__EXERCISE OBJECTIVE__
Count the lines of the records below that contain the string "blue", treating uppercase and lowercase as different, and reply with the number only.
*** LISTED ENTRIES
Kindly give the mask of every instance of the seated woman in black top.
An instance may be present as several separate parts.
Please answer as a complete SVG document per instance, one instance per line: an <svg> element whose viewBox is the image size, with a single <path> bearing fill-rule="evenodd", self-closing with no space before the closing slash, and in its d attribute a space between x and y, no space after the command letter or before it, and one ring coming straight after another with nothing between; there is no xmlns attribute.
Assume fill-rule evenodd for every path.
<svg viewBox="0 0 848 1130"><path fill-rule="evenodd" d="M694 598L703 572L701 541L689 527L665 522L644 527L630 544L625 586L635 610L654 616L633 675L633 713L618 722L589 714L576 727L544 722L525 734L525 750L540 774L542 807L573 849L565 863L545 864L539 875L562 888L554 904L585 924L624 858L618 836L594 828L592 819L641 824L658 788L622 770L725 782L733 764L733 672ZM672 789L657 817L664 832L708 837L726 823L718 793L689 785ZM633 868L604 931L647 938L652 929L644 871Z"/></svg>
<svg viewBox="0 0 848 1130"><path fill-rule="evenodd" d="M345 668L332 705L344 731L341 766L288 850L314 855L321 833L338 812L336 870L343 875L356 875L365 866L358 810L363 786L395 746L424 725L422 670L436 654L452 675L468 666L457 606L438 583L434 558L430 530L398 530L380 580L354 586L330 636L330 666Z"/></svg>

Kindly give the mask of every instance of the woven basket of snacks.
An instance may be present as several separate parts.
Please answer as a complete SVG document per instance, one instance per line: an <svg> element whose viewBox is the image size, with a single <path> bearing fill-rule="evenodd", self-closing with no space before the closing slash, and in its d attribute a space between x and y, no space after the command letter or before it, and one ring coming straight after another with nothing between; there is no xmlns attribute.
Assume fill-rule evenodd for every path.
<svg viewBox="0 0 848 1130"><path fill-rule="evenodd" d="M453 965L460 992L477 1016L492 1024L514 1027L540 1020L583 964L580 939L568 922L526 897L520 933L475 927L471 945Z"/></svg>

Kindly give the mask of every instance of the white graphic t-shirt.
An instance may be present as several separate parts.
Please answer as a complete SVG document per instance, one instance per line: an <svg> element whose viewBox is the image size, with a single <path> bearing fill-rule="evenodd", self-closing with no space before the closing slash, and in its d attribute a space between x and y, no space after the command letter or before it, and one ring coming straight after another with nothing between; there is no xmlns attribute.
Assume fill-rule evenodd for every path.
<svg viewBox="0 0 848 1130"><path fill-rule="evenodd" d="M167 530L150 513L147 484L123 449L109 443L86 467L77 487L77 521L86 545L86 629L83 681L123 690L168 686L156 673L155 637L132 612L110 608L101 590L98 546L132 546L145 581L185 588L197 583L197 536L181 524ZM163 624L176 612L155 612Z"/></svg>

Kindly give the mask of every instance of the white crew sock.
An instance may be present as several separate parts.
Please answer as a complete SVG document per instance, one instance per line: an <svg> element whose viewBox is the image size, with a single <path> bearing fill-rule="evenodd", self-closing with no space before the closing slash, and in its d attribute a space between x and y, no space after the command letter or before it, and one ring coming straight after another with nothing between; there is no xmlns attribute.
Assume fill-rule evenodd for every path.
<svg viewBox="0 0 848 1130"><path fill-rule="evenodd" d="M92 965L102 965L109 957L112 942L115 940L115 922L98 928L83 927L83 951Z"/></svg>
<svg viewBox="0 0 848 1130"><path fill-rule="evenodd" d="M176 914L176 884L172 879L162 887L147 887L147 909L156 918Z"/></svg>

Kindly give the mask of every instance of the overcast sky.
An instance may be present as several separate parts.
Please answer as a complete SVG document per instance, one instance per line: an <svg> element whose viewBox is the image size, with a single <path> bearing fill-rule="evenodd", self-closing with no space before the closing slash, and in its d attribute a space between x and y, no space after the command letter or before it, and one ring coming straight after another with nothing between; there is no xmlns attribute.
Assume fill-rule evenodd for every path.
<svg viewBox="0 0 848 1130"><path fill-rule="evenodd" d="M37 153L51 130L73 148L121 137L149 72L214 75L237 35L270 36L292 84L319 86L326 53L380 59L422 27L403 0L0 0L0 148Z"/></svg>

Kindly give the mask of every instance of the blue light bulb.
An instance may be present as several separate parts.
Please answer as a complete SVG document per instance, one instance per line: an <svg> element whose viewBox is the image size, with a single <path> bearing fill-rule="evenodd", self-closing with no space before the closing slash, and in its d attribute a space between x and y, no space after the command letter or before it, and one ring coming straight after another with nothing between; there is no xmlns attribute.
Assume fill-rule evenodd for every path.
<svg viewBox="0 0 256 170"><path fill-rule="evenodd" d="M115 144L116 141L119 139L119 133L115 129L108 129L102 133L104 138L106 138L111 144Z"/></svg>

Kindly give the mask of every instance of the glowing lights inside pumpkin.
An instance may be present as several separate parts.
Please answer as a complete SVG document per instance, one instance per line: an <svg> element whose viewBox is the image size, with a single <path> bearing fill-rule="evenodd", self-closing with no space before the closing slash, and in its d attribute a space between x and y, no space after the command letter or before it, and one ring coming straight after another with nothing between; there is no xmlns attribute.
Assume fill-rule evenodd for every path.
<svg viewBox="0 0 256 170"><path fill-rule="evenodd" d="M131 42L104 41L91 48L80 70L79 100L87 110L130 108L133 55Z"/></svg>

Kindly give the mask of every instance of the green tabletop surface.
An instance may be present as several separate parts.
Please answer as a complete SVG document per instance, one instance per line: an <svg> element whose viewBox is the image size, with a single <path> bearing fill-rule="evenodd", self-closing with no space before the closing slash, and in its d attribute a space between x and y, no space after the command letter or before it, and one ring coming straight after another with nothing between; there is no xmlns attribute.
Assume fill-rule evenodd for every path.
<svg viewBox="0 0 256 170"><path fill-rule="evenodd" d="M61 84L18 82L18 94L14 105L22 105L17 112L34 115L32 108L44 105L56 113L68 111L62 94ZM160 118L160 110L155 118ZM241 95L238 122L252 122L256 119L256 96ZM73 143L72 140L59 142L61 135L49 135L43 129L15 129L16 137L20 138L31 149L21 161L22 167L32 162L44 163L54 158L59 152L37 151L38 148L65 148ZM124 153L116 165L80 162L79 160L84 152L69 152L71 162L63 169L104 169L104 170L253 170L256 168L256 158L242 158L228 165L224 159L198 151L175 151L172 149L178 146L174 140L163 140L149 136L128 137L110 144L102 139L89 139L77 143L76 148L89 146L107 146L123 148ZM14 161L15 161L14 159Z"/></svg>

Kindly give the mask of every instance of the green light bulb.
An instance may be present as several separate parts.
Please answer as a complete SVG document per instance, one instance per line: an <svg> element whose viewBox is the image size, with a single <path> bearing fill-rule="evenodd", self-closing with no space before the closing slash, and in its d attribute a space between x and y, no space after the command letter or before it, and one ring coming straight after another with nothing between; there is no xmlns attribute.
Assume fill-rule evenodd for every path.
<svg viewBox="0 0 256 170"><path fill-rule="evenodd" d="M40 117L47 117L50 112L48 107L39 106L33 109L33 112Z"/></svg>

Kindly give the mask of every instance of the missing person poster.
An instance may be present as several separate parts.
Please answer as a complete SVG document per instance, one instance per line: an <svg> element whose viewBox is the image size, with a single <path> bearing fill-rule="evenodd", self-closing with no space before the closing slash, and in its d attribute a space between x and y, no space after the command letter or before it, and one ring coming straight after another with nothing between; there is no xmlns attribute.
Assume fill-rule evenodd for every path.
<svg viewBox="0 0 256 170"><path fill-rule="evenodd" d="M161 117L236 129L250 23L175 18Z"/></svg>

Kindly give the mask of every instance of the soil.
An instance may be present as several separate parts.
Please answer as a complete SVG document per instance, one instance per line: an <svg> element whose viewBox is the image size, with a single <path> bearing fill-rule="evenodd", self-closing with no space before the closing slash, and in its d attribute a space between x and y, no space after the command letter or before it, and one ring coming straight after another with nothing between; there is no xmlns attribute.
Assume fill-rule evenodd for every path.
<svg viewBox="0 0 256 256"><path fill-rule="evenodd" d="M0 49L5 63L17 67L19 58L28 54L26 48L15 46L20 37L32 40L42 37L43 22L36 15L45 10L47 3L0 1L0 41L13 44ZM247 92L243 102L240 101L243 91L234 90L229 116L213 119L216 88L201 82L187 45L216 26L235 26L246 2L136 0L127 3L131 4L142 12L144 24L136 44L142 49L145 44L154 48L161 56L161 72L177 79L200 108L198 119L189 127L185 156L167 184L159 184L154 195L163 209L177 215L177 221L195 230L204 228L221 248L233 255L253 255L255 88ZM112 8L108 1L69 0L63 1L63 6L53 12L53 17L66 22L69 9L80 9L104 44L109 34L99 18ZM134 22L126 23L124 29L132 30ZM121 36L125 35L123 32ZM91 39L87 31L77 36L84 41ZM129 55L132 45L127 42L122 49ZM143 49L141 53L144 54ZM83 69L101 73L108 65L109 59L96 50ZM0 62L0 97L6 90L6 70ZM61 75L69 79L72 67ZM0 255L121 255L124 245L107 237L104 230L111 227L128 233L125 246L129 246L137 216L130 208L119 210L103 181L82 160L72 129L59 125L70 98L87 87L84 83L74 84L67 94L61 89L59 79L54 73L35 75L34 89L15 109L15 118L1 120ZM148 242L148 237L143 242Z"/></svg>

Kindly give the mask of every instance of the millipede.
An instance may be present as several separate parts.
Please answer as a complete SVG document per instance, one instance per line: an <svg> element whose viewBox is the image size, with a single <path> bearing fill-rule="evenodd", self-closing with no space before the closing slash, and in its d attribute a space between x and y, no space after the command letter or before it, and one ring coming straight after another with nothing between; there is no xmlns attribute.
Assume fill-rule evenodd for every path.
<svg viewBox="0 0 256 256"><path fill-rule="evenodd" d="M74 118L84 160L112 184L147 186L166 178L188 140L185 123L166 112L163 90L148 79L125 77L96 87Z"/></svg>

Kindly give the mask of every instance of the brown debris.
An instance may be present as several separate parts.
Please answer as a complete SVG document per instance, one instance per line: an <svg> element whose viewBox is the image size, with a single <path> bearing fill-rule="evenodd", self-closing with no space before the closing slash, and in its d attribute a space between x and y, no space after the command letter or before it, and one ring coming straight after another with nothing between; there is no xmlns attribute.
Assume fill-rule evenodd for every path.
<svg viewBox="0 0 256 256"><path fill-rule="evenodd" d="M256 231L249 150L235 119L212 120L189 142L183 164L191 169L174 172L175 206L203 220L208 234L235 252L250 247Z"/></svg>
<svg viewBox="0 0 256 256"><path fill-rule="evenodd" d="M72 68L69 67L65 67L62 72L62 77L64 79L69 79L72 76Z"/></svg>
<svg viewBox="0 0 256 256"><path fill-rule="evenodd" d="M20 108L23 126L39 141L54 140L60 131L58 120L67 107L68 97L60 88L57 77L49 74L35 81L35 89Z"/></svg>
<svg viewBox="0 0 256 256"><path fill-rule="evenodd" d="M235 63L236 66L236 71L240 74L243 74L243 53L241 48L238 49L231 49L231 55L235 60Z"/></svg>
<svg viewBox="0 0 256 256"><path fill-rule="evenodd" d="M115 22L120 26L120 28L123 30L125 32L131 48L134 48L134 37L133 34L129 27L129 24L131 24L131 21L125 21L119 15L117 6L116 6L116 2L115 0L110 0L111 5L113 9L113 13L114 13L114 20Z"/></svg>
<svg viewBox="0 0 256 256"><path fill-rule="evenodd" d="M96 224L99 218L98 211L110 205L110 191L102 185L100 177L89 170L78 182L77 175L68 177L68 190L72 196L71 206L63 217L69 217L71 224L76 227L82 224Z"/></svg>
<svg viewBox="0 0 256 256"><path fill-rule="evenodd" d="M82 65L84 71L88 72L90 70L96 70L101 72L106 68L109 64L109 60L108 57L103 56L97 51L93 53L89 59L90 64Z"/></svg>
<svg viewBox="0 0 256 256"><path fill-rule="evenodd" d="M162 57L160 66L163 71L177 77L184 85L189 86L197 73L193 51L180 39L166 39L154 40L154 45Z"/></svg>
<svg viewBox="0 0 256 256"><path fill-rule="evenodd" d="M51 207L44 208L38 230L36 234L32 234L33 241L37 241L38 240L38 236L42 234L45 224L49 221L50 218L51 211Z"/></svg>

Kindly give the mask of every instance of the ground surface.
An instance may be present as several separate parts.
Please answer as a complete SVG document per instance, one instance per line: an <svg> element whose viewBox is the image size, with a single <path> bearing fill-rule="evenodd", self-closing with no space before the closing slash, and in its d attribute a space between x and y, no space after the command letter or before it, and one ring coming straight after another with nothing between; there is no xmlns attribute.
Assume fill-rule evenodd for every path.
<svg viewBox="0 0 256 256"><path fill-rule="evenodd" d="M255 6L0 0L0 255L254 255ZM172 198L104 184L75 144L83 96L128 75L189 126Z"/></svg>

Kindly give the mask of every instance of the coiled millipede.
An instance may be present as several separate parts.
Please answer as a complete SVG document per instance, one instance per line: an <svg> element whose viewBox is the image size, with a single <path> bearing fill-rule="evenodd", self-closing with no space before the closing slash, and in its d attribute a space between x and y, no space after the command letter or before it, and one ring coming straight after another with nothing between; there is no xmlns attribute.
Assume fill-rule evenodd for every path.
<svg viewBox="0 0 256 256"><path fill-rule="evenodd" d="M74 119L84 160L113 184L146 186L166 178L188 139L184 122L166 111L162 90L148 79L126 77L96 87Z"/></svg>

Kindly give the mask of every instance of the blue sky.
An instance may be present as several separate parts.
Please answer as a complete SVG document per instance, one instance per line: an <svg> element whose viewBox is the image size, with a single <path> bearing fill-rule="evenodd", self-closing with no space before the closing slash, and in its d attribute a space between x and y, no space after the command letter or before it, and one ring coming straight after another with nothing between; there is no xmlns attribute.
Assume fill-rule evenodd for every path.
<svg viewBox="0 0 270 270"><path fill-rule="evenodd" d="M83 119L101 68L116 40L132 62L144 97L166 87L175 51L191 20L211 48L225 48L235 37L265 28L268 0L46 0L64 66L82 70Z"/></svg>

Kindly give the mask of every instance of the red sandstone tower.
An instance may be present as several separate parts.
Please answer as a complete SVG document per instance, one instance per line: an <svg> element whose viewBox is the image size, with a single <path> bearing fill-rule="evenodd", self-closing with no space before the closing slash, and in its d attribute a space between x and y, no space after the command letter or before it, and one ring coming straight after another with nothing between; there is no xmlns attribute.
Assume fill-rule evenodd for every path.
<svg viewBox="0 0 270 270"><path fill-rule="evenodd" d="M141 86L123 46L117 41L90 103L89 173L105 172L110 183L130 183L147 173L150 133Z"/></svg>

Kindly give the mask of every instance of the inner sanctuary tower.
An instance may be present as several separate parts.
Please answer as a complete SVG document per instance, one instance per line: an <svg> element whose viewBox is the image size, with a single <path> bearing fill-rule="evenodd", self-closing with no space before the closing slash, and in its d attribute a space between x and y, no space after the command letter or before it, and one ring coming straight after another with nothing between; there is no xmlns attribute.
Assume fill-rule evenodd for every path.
******
__EXERCISE RESULT__
2